### DOCUMENT PASSAGE

Here’s what he didn’t know though. Ken was planning to kill Steven and he was getting help from another teenager, who was an acquaintance of Steven. This teenager was going to bury his body in a grave that he and his accomplice had already dug along the upper, uninhabited reaches of the Garcia River. Once the job was done, Ken and Timmy would move to Arkansas. This plan was supposed to happen right after Timmy was kidnapped, but the winter rains made it impossible to access this particular area and the plan got delayed. 

 

Even though Timmy was at the cabin now, Ken still felt relaxed enough to stop for a beer at the Samoa Club every morning after work. He would sit there and talk about Timmy White’s disappearance and he would offer up theories on what could have happened. Once he got home, he would sleep from late afternoon until 9 at night. He had been working the graveyard shift at The Palace Hotel in Ukiah for 7 months and he was going to start his new position as the hotel’s security guard, meaning he would need to leave earlier than usual to make sure he was there on time.

### DATA IN THIS EXERCISE
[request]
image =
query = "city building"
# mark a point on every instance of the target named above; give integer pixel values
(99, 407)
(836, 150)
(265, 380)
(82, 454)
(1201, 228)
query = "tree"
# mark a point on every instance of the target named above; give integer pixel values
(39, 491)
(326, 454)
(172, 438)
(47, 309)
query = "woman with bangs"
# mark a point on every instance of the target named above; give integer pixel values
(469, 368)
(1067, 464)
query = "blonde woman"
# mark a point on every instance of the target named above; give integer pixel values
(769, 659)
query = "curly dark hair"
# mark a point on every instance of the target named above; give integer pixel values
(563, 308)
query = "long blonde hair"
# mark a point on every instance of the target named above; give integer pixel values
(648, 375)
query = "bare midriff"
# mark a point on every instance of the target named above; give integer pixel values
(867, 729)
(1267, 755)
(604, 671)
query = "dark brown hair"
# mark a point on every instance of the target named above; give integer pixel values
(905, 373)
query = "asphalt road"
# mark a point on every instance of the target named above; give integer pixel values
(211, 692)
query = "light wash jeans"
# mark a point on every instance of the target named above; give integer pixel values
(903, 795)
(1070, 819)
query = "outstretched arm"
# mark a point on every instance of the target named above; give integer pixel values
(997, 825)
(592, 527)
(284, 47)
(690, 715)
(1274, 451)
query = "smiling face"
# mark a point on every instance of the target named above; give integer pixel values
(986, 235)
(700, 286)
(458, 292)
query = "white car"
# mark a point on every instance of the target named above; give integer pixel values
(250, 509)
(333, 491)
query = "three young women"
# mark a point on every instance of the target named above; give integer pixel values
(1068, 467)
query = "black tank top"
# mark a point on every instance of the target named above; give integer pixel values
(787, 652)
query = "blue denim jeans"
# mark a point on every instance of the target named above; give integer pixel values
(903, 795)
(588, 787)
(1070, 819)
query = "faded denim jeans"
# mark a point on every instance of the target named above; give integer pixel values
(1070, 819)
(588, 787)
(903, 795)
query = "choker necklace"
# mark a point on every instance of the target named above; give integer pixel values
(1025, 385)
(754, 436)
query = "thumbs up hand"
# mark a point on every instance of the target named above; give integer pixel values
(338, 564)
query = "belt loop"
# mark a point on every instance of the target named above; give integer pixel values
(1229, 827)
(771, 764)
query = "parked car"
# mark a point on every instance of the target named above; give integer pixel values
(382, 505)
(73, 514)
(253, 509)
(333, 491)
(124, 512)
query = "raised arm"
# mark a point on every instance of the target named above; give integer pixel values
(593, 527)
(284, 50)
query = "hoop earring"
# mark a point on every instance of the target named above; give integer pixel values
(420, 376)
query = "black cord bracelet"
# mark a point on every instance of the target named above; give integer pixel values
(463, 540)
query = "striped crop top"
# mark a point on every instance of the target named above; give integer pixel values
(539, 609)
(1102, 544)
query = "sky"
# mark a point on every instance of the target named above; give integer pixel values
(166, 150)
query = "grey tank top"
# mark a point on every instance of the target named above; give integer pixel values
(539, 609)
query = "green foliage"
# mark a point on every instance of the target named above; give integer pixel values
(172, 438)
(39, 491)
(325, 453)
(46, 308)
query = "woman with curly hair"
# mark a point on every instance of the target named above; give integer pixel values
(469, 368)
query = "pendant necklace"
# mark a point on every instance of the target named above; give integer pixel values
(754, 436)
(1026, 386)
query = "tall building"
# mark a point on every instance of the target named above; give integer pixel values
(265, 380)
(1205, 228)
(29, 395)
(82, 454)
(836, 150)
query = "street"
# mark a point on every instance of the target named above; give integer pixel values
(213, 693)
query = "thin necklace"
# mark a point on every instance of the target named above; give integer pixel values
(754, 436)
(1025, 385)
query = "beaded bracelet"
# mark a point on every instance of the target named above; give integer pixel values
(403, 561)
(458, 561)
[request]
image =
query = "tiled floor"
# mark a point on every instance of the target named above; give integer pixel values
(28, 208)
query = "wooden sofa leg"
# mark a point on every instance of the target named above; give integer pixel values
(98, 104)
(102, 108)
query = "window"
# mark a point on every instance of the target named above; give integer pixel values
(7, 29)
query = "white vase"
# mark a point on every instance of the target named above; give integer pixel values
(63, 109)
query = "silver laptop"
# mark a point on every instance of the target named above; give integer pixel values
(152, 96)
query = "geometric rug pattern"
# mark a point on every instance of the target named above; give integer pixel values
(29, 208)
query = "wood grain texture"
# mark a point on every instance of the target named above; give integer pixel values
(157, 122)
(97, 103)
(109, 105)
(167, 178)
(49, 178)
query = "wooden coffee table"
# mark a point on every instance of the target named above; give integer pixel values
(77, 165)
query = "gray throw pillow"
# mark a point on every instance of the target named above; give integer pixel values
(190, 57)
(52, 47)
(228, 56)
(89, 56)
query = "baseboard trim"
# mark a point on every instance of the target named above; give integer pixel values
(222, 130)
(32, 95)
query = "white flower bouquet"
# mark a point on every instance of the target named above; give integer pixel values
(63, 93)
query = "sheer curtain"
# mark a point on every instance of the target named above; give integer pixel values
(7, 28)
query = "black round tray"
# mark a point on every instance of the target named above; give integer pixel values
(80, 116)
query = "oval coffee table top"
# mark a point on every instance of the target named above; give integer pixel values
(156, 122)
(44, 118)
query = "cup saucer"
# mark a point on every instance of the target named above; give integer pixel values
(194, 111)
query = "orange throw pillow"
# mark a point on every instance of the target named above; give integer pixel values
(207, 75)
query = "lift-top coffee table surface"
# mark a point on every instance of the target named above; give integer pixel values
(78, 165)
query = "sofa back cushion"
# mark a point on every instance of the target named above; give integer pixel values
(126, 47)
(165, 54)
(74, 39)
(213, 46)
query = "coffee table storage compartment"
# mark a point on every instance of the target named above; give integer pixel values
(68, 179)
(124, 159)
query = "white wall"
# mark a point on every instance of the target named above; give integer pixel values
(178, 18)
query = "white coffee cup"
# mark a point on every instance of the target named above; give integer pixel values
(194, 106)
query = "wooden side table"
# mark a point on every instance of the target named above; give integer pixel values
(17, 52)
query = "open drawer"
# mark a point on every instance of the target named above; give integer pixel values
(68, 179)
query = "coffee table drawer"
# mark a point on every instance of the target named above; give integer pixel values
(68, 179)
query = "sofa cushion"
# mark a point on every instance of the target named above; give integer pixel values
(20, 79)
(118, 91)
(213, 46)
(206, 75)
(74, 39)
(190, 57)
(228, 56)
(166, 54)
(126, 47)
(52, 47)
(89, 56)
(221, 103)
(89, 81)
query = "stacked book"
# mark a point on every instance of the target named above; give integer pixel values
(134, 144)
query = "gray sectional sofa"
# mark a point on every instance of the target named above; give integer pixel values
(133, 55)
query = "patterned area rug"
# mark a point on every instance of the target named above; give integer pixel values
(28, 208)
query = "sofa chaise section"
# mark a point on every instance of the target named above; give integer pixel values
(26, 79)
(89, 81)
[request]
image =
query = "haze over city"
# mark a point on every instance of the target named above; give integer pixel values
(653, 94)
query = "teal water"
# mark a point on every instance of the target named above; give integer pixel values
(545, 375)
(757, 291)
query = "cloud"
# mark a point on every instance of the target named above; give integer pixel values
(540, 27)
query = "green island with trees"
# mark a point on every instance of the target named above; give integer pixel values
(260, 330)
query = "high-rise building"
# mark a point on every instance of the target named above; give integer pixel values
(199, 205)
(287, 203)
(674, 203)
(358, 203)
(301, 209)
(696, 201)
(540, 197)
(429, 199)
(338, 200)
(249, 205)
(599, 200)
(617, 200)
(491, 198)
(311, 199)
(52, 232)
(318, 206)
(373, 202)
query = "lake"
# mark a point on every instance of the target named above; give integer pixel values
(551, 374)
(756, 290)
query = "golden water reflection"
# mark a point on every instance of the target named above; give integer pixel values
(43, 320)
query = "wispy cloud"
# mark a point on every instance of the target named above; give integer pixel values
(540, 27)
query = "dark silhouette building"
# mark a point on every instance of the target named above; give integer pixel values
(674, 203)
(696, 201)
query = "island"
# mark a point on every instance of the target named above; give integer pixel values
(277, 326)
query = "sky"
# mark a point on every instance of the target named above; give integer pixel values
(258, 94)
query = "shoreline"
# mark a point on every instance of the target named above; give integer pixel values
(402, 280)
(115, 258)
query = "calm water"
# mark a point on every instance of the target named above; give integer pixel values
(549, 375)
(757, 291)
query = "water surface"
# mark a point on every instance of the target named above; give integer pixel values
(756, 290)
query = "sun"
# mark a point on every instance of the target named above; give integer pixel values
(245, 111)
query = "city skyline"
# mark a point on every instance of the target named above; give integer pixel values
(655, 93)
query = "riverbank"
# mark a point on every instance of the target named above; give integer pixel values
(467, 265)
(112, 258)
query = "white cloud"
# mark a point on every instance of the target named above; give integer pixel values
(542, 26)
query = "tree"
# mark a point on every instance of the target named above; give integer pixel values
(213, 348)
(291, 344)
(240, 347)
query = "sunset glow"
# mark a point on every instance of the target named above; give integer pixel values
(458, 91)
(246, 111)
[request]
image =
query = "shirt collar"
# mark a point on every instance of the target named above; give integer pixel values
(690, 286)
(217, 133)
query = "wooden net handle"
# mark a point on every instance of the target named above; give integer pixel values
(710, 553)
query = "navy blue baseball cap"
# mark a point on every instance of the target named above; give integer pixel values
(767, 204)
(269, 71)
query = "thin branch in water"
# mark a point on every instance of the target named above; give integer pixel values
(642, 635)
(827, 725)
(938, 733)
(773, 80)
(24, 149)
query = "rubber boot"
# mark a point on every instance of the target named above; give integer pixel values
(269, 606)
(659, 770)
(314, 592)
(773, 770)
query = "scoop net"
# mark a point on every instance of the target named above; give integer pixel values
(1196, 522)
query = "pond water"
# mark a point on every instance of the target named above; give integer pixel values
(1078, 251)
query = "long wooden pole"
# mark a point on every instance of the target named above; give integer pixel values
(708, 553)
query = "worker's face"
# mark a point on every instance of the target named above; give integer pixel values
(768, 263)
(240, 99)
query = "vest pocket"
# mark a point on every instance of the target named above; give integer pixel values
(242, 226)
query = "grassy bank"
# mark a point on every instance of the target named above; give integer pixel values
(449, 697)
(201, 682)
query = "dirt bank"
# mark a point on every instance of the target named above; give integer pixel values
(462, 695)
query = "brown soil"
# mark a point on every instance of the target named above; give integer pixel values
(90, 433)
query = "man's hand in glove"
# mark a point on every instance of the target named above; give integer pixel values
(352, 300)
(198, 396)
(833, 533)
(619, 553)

### PROBLEM SET
A) In the passage about Timmy White's disappearance, where did Ken and Timmy plan to move once the job was done?
B) Report every line of the entries that contains the string "hair", treating uppercase and lowercase letters as different.
The entries have no connection to the passage about Timmy White's disappearance.

### OUTPUTS
A) Arkansas.

B)
query = "curly dark hair"
query = "long blonde hair"
query = "dark brown hair"
query = "woman with curly hair"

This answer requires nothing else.